**EXERCISE**
The entire listing below should be output exactly as it stands.

═══ AVAILABLE DATA

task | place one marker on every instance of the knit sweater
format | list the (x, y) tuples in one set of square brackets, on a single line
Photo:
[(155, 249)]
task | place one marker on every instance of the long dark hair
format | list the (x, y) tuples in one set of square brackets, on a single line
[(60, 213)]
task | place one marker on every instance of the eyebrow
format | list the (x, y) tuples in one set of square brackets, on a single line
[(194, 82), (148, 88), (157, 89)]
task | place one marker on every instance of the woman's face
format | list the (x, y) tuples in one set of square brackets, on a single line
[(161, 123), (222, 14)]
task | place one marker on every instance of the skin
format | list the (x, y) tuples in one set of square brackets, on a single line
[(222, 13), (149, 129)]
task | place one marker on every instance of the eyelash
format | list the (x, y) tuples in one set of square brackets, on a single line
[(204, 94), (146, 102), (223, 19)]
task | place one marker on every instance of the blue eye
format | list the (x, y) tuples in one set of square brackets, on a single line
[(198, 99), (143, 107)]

══════

**WORKED SOLUTION**
task | place one marker on every instance of the knit sweater
format | list the (x, y) tuples in one set of square brackets, on a single line
Photo:
[(155, 249)]
task | place one marker on every instance of the long dark hair
format | list the (x, y) tuples in one set of square brackets, on a single line
[(60, 213)]
task | place one marker on every instance of the eyebrow
format | list the (x, y) tuples in one set of square brackets, on a single line
[(194, 82), (148, 88), (157, 89)]
task | place one marker on every instance of the woman's face
format | list the (x, y) tuples in one set of square brackets, on a single line
[(161, 123), (222, 14)]
task | place one marker on every instance of the skin
format | list the (x, y) tuples in one set of square brackets, on a single line
[(222, 13), (149, 129)]
task | place one marker on every instance of the eyelash
format | list the (x, y) tuples in one set of square brackets, on a single line
[(204, 94), (146, 102), (223, 19)]
task | place one marker on every instance of the blue eye
format | list the (x, y) tuples in one set of square brackets, on a single line
[(198, 99), (143, 107)]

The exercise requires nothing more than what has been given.